**Short task**
Beginning with the line where "[locate] white window" appears, retype every remaining line of the data below, both the first and last included.

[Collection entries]
.....

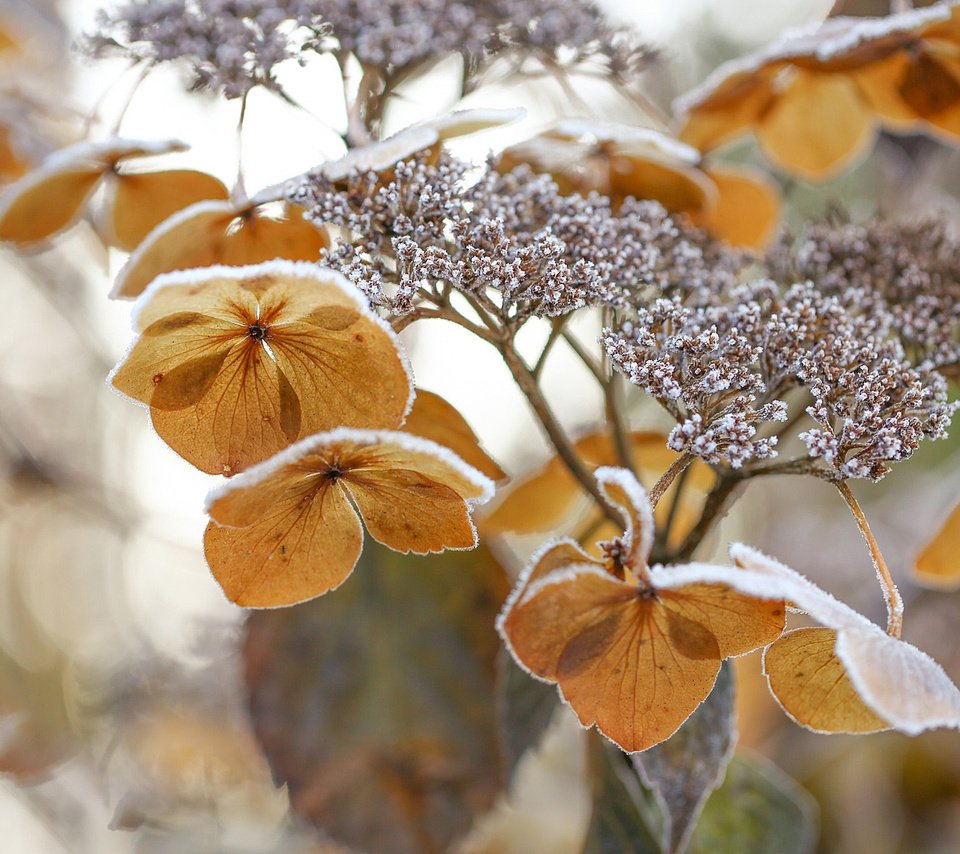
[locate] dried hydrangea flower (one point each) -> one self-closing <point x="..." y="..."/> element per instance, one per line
<point x="815" y="98"/>
<point x="230" y="45"/>
<point x="515" y="235"/>
<point x="233" y="45"/>
<point x="905" y="275"/>
<point x="722" y="370"/>
<point x="736" y="204"/>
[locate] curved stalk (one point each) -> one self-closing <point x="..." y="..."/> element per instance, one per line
<point x="890" y="592"/>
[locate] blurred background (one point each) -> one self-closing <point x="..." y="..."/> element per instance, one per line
<point x="123" y="724"/>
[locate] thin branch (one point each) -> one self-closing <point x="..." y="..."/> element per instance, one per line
<point x="444" y="312"/>
<point x="561" y="443"/>
<point x="556" y="329"/>
<point x="890" y="592"/>
<point x="713" y="510"/>
<point x="617" y="425"/>
<point x="614" y="412"/>
<point x="678" y="466"/>
<point x="583" y="355"/>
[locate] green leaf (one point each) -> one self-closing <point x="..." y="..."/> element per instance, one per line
<point x="758" y="809"/>
<point x="683" y="770"/>
<point x="526" y="708"/>
<point x="375" y="704"/>
<point x="622" y="818"/>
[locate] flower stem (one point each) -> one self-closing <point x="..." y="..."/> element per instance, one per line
<point x="890" y="592"/>
<point x="561" y="443"/>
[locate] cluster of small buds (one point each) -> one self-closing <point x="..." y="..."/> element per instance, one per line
<point x="732" y="435"/>
<point x="904" y="277"/>
<point x="513" y="235"/>
<point x="230" y="45"/>
<point x="233" y="45"/>
<point x="705" y="365"/>
<point x="873" y="413"/>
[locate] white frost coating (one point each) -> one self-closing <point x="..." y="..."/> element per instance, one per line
<point x="641" y="542"/>
<point x="293" y="269"/>
<point x="466" y="122"/>
<point x="161" y="230"/>
<point x="278" y="267"/>
<point x="528" y="570"/>
<point x="628" y="136"/>
<point x="827" y="41"/>
<point x="559" y="576"/>
<point x="405" y="143"/>
<point x="362" y="438"/>
<point x="104" y="152"/>
<point x="380" y="155"/>
<point x="899" y="682"/>
<point x="793" y="587"/>
<point x="565" y="575"/>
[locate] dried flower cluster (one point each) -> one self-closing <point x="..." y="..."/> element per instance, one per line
<point x="905" y="276"/>
<point x="232" y="45"/>
<point x="721" y="368"/>
<point x="514" y="235"/>
<point x="399" y="34"/>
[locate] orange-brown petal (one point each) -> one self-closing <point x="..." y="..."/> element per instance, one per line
<point x="880" y="83"/>
<point x="817" y="126"/>
<point x="307" y="544"/>
<point x="938" y="564"/>
<point x="679" y="187"/>
<point x="740" y="623"/>
<point x="345" y="368"/>
<point x="138" y="203"/>
<point x="747" y="208"/>
<point x="623" y="662"/>
<point x="214" y="232"/>
<point x="246" y="412"/>
<point x="812" y="684"/>
<point x="407" y="511"/>
<point x="225" y="400"/>
<point x="732" y="109"/>
<point x="46" y="202"/>
<point x="434" y="418"/>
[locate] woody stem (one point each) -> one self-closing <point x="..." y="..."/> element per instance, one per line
<point x="668" y="477"/>
<point x="890" y="592"/>
<point x="528" y="385"/>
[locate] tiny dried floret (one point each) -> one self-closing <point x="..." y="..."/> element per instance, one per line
<point x="233" y="45"/>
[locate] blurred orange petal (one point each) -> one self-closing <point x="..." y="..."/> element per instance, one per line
<point x="632" y="651"/>
<point x="747" y="210"/>
<point x="938" y="565"/>
<point x="138" y="202"/>
<point x="214" y="232"/>
<point x="818" y="127"/>
<point x="51" y="198"/>
<point x="434" y="418"/>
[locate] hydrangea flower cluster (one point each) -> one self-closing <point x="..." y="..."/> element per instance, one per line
<point x="543" y="253"/>
<point x="721" y="369"/>
<point x="905" y="276"/>
<point x="232" y="45"/>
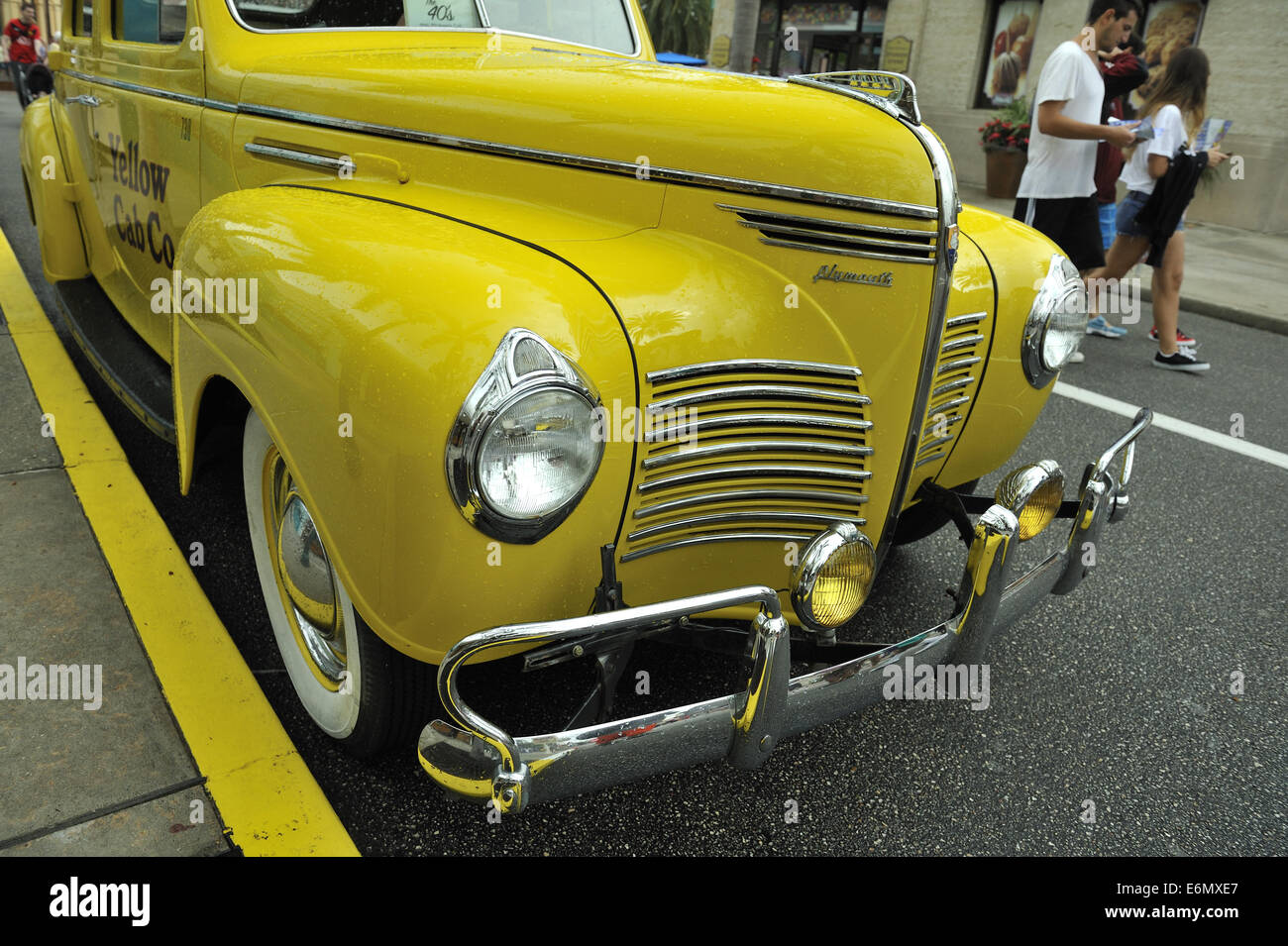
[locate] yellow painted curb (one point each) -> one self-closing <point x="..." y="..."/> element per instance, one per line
<point x="266" y="793"/>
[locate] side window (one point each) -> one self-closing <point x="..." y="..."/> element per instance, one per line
<point x="151" y="21"/>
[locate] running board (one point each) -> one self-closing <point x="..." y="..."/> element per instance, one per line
<point x="134" y="372"/>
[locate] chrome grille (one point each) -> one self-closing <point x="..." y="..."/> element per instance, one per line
<point x="748" y="450"/>
<point x="893" y="244"/>
<point x="954" y="383"/>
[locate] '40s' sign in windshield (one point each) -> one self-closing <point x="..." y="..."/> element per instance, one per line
<point x="599" y="24"/>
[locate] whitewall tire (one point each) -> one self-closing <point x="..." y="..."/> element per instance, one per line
<point x="356" y="687"/>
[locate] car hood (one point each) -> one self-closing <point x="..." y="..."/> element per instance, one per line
<point x="653" y="116"/>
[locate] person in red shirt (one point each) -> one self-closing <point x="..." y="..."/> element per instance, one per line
<point x="21" y="42"/>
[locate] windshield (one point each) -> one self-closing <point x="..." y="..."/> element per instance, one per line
<point x="599" y="24"/>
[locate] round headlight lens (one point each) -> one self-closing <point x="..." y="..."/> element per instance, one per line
<point x="1065" y="328"/>
<point x="832" y="578"/>
<point x="539" y="454"/>
<point x="1056" y="322"/>
<point x="1033" y="493"/>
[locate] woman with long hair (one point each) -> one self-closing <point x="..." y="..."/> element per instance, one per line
<point x="1176" y="107"/>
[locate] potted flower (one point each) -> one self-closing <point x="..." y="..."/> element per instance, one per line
<point x="1006" y="145"/>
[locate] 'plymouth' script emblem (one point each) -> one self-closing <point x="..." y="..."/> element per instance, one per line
<point x="845" y="275"/>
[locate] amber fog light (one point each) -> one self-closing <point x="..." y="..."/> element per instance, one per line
<point x="1033" y="493"/>
<point x="832" y="577"/>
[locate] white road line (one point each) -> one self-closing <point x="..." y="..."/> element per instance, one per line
<point x="1177" y="426"/>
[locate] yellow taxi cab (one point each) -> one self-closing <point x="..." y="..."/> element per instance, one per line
<point x="535" y="345"/>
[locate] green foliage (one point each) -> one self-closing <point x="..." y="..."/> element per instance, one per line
<point x="679" y="26"/>
<point x="1009" y="128"/>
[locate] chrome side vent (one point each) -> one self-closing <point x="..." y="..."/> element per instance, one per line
<point x="748" y="450"/>
<point x="890" y="244"/>
<point x="956" y="382"/>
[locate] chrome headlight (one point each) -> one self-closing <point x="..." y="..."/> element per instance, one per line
<point x="527" y="442"/>
<point x="1056" y="322"/>
<point x="832" y="578"/>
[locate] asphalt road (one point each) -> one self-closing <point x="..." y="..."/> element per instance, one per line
<point x="1119" y="693"/>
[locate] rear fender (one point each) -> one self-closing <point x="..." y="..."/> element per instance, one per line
<point x="52" y="193"/>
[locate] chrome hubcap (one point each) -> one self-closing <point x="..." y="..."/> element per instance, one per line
<point x="305" y="576"/>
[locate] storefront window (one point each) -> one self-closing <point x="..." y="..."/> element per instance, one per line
<point x="1006" y="60"/>
<point x="797" y="37"/>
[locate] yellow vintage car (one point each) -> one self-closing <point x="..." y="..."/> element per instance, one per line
<point x="536" y="347"/>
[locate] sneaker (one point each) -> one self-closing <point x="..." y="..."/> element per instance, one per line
<point x="1098" y="326"/>
<point x="1181" y="338"/>
<point x="1183" y="360"/>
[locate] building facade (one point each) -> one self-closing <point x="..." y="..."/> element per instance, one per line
<point x="970" y="56"/>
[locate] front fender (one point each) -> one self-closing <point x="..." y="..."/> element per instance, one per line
<point x="1006" y="404"/>
<point x="373" y="321"/>
<point x="51" y="193"/>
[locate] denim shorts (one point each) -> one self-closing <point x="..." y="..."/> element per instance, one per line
<point x="1127" y="210"/>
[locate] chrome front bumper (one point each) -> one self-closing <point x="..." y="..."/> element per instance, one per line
<point x="480" y="760"/>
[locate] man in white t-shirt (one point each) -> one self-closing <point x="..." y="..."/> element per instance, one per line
<point x="1057" y="190"/>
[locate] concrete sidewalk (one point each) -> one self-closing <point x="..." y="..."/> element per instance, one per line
<point x="1231" y="274"/>
<point x="106" y="771"/>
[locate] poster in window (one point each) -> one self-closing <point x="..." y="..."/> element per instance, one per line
<point x="1170" y="27"/>
<point x="1008" y="73"/>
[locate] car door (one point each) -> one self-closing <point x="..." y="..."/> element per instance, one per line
<point x="146" y="120"/>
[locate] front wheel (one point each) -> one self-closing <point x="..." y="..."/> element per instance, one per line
<point x="357" y="688"/>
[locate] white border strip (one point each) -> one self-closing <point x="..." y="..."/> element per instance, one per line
<point x="1176" y="425"/>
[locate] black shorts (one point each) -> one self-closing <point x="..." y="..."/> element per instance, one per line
<point x="1073" y="223"/>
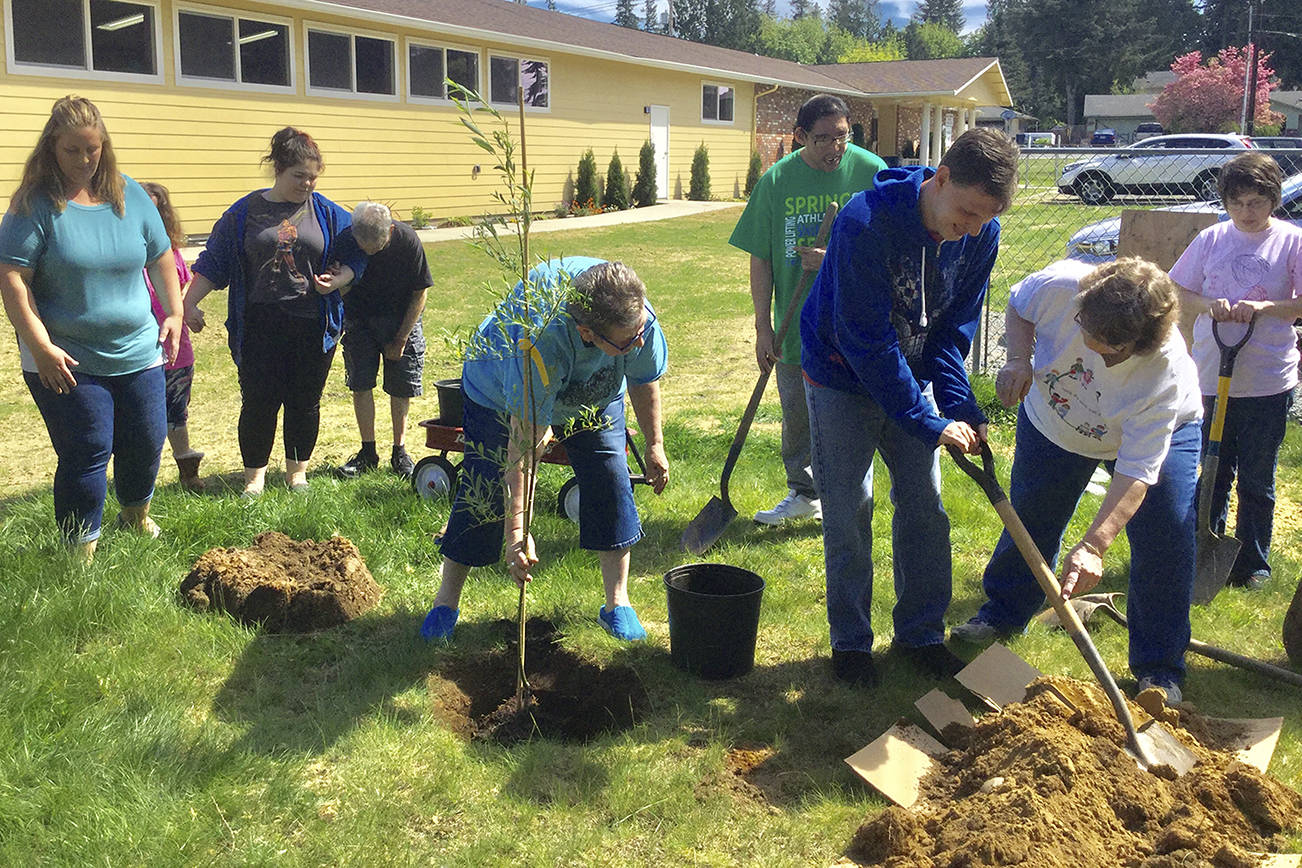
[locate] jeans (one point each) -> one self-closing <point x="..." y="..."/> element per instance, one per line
<point x="1047" y="483"/>
<point x="607" y="514"/>
<point x="796" y="428"/>
<point x="846" y="431"/>
<point x="1250" y="445"/>
<point x="280" y="365"/>
<point x="123" y="417"/>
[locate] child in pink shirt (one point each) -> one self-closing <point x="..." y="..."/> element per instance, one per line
<point x="180" y="371"/>
<point x="1232" y="272"/>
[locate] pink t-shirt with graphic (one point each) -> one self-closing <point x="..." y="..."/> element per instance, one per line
<point x="185" y="353"/>
<point x="1224" y="262"/>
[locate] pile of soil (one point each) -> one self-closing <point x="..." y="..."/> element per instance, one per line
<point x="569" y="699"/>
<point x="1043" y="785"/>
<point x="284" y="584"/>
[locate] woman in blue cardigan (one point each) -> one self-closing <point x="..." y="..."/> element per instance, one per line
<point x="275" y="250"/>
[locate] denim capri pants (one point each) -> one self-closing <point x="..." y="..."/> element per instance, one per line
<point x="608" y="517"/>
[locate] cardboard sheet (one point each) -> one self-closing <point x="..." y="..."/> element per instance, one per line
<point x="997" y="676"/>
<point x="897" y="761"/>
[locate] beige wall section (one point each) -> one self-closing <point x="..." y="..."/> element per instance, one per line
<point x="205" y="143"/>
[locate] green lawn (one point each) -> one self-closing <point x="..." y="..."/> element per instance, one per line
<point x="136" y="732"/>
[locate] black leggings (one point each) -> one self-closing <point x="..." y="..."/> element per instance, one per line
<point x="281" y="363"/>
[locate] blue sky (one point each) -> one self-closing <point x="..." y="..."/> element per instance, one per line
<point x="974" y="13"/>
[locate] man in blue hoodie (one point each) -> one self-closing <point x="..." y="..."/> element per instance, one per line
<point x="884" y="336"/>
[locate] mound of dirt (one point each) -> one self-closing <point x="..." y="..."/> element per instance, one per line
<point x="569" y="699"/>
<point x="1042" y="785"/>
<point x="284" y="584"/>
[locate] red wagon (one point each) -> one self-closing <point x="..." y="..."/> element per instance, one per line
<point x="436" y="475"/>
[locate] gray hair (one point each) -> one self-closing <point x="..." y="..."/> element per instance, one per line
<point x="371" y="223"/>
<point x="607" y="296"/>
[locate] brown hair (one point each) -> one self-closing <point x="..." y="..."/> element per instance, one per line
<point x="1251" y="172"/>
<point x="608" y="294"/>
<point x="986" y="159"/>
<point x="289" y="147"/>
<point x="41" y="176"/>
<point x="163" y="199"/>
<point x="1129" y="301"/>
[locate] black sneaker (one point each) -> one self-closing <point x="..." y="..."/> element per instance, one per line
<point x="936" y="661"/>
<point x="401" y="463"/>
<point x="856" y="668"/>
<point x="358" y="465"/>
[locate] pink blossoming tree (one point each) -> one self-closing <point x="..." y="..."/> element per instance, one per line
<point x="1208" y="98"/>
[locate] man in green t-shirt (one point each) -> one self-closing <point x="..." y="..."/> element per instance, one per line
<point x="777" y="229"/>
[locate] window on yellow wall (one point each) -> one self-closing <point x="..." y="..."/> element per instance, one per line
<point x="236" y="50"/>
<point x="716" y="103"/>
<point x="52" y="33"/>
<point x="430" y="65"/>
<point x="507" y="76"/>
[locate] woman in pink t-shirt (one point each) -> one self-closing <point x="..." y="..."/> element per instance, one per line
<point x="1245" y="267"/>
<point x="180" y="371"/>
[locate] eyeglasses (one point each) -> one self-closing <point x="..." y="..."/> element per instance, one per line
<point x="823" y="139"/>
<point x="637" y="337"/>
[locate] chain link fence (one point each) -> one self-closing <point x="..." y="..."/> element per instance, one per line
<point x="1069" y="203"/>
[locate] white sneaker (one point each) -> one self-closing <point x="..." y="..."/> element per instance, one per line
<point x="790" y="506"/>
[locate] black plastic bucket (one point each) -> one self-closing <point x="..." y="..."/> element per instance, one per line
<point x="449" y="401"/>
<point x="714" y="618"/>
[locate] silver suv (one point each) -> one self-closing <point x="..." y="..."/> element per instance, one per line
<point x="1160" y="165"/>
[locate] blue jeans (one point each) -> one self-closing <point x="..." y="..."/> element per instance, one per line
<point x="846" y="430"/>
<point x="123" y="417"/>
<point x="1047" y="483"/>
<point x="1250" y="445"/>
<point x="607" y="515"/>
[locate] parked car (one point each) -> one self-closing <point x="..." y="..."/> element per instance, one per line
<point x="1159" y="165"/>
<point x="1098" y="241"/>
<point x="1107" y="137"/>
<point x="1292" y="159"/>
<point x="1147" y="130"/>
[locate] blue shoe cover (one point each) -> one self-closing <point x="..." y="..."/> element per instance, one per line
<point x="623" y="623"/>
<point x="439" y="623"/>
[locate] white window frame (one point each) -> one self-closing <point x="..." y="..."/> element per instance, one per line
<point x="352" y="34"/>
<point x="408" y="42"/>
<point x="235" y="16"/>
<point x="518" y="59"/>
<point x="86" y="72"/>
<point x="715" y="121"/>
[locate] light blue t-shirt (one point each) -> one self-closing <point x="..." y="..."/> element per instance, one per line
<point x="89" y="279"/>
<point x="577" y="375"/>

.....

**Problem solution**
[locate] white window frame (one point each) -> one self-closing <point x="..." y="..."/> element per instance, one per line
<point x="352" y="34"/>
<point x="408" y="42"/>
<point x="235" y="16"/>
<point x="518" y="59"/>
<point x="86" y="72"/>
<point x="715" y="121"/>
[locate] light blue t-shirt (one point each) -> one self-closing <point x="..." y="..."/> element per instance, one per line
<point x="89" y="279"/>
<point x="577" y="375"/>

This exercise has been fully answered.